Required action> Search the records for the word "wainscoting". Copy every line where it appears.

Records provided>
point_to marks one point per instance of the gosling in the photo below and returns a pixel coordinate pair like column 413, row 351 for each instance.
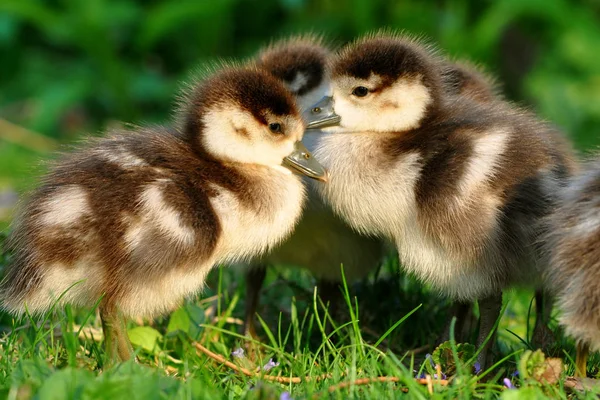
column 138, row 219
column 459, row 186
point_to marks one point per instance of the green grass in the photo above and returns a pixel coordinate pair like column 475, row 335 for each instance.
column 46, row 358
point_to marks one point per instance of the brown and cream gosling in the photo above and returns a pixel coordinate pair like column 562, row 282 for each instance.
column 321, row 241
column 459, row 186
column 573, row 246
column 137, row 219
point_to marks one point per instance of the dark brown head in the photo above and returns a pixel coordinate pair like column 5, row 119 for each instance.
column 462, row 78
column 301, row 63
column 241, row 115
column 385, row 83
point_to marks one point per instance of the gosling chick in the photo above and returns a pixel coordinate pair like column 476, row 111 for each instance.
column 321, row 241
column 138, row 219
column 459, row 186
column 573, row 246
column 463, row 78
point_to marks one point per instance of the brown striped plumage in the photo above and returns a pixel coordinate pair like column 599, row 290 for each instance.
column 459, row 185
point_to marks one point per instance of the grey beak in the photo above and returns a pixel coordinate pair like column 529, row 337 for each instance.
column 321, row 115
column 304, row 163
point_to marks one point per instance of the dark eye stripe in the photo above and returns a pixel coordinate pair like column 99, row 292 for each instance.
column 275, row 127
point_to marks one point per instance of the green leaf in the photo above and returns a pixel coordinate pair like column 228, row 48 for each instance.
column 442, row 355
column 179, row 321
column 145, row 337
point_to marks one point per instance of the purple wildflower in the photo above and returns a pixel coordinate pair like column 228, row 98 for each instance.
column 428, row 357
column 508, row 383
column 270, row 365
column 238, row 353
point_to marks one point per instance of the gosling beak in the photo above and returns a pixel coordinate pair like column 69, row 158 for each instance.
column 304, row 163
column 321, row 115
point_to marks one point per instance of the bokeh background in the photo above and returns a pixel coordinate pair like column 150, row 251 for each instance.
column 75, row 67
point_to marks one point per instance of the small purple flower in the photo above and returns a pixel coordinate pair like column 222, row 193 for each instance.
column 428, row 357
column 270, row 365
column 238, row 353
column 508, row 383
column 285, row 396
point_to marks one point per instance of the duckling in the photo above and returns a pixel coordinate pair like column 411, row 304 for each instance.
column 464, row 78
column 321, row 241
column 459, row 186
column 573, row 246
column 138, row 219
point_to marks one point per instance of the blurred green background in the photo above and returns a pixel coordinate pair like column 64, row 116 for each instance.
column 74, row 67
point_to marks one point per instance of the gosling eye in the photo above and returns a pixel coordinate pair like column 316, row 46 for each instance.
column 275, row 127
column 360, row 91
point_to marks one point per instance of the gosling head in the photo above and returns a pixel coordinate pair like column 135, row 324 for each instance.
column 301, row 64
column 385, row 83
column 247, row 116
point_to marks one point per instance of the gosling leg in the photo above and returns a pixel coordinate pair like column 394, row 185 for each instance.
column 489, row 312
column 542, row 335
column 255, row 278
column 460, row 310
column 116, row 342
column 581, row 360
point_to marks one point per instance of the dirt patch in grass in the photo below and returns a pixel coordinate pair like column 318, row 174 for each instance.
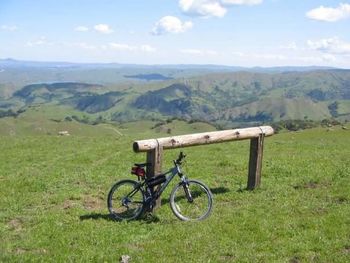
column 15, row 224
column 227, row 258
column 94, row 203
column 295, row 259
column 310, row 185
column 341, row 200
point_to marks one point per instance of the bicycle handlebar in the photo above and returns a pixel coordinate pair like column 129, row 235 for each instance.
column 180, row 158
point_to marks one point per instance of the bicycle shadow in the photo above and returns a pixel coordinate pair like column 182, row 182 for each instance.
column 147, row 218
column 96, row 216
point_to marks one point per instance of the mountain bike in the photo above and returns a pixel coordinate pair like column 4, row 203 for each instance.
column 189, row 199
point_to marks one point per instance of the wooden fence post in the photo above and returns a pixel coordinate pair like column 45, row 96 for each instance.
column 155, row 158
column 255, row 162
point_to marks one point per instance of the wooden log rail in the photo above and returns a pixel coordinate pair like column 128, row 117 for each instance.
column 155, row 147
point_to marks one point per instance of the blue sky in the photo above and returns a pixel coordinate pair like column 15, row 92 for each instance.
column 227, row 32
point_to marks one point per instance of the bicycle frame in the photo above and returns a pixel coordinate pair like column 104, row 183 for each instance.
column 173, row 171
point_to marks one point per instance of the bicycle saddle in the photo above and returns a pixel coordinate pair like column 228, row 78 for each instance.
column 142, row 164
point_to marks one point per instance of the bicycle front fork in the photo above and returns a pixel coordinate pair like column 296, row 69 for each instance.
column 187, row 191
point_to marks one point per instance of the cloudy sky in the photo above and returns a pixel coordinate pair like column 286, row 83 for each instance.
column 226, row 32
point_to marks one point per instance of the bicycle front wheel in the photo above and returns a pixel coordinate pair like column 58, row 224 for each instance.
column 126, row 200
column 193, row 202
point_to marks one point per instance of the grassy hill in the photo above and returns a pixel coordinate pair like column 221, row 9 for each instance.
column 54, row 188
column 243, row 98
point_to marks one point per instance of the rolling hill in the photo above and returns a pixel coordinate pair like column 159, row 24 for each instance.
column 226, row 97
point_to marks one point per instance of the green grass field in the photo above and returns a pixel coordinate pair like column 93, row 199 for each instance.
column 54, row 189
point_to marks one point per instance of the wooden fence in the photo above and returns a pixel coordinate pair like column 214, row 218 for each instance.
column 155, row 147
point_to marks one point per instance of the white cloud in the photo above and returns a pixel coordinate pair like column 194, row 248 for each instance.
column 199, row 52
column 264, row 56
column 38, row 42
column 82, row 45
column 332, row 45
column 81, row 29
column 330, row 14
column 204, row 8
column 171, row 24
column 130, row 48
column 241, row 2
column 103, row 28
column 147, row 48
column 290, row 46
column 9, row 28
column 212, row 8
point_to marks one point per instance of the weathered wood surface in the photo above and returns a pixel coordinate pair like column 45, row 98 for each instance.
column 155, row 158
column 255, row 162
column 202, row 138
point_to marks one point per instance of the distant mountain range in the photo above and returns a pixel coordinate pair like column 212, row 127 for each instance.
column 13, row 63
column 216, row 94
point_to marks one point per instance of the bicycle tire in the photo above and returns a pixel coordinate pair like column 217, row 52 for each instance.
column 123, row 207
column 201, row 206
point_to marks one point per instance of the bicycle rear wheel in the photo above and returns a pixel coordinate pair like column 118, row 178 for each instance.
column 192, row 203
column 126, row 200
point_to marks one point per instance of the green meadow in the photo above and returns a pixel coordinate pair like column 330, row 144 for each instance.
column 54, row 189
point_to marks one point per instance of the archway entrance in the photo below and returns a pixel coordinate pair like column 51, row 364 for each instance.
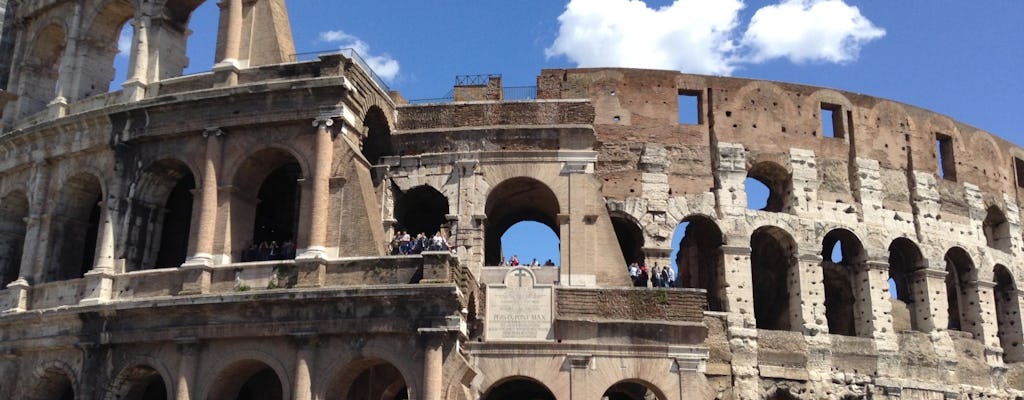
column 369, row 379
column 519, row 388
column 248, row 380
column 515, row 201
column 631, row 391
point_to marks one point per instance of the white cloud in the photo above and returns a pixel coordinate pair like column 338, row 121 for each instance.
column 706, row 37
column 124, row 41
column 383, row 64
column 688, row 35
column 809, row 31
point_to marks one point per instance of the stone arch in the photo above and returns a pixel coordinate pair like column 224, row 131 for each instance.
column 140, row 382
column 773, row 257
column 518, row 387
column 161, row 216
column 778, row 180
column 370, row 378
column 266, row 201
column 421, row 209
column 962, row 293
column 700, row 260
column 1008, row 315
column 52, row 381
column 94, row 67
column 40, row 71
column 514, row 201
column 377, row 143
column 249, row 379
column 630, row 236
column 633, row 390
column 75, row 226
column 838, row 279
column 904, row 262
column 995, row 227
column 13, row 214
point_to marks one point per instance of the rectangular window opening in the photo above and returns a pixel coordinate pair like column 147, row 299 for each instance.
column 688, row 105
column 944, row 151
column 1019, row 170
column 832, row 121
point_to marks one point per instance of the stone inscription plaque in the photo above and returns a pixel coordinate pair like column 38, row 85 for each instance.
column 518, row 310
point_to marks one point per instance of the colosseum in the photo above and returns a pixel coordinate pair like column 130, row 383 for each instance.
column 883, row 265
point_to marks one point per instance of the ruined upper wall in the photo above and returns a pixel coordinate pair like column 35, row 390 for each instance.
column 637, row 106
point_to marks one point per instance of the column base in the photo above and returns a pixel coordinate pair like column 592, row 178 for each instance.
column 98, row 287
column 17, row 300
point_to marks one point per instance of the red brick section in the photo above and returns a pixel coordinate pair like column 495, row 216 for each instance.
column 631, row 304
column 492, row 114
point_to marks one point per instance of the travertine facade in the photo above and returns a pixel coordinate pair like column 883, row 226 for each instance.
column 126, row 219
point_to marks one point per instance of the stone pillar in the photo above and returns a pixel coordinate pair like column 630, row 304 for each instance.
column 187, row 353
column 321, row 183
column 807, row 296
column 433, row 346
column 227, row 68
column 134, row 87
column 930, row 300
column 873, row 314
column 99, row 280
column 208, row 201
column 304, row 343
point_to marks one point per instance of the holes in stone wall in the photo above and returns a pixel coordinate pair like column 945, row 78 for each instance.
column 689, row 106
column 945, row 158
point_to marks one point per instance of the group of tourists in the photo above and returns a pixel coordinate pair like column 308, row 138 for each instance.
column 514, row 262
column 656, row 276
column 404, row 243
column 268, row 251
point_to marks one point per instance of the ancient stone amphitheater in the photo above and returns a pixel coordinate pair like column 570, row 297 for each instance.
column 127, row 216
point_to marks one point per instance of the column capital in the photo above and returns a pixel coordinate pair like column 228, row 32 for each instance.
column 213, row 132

--

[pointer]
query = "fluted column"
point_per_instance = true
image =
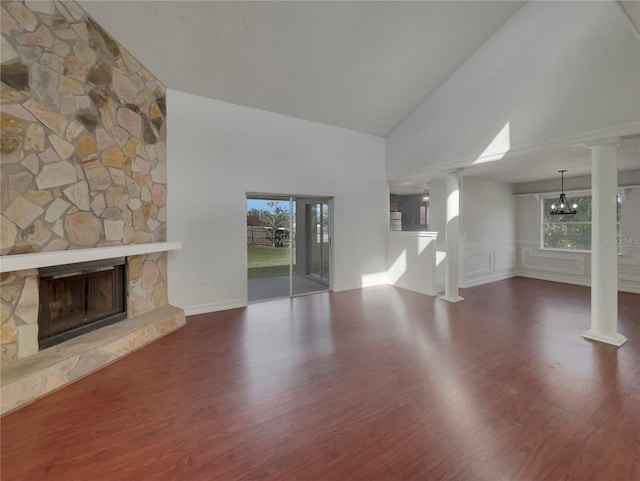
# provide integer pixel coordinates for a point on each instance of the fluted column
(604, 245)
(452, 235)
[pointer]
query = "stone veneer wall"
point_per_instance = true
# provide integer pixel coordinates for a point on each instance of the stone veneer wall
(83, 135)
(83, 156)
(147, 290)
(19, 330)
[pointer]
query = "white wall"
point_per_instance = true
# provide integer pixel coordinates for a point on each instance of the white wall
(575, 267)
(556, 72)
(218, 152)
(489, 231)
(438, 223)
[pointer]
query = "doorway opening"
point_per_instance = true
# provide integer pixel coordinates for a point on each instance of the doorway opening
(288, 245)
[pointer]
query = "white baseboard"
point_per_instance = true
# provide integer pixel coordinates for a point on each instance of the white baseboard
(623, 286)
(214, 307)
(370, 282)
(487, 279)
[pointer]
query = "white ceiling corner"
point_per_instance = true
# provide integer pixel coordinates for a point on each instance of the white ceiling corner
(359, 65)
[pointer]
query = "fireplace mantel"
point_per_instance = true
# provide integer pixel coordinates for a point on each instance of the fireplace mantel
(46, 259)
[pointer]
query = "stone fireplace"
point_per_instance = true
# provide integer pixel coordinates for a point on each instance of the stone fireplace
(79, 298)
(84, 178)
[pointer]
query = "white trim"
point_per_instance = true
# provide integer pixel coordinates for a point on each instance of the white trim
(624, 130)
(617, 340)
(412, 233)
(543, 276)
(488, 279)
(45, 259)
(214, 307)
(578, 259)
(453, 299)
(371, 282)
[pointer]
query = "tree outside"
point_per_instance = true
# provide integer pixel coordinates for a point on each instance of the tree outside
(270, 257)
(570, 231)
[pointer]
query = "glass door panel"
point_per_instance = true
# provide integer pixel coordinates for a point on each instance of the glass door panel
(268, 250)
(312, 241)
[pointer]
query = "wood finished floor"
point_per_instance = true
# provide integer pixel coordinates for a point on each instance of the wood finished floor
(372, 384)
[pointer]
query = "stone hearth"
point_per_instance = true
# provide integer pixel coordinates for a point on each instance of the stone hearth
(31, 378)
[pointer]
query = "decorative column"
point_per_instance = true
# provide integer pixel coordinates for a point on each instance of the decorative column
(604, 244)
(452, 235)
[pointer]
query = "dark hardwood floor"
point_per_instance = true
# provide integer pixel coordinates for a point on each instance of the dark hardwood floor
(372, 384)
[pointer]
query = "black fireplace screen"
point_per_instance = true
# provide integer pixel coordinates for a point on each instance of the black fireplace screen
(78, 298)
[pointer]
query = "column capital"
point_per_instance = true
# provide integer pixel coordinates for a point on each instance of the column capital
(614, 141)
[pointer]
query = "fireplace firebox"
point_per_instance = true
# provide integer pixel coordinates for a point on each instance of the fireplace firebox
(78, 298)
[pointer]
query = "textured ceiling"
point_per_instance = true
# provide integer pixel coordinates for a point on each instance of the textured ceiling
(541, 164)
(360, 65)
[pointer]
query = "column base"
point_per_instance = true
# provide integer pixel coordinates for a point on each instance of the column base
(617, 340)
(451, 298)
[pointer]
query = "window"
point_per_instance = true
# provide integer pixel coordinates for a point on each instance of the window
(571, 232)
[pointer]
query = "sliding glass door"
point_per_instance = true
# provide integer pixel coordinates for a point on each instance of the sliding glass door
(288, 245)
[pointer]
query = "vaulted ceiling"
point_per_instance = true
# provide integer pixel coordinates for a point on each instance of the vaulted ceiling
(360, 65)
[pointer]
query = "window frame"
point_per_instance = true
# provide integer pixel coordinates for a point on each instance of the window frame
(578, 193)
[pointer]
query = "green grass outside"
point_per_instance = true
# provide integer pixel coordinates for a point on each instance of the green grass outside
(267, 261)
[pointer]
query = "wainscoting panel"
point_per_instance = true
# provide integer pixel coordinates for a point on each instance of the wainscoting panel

Expected answer>
query = "wainscoting panel"
# provide integer pixel coordinates for a point on each instance of the wainscoting panel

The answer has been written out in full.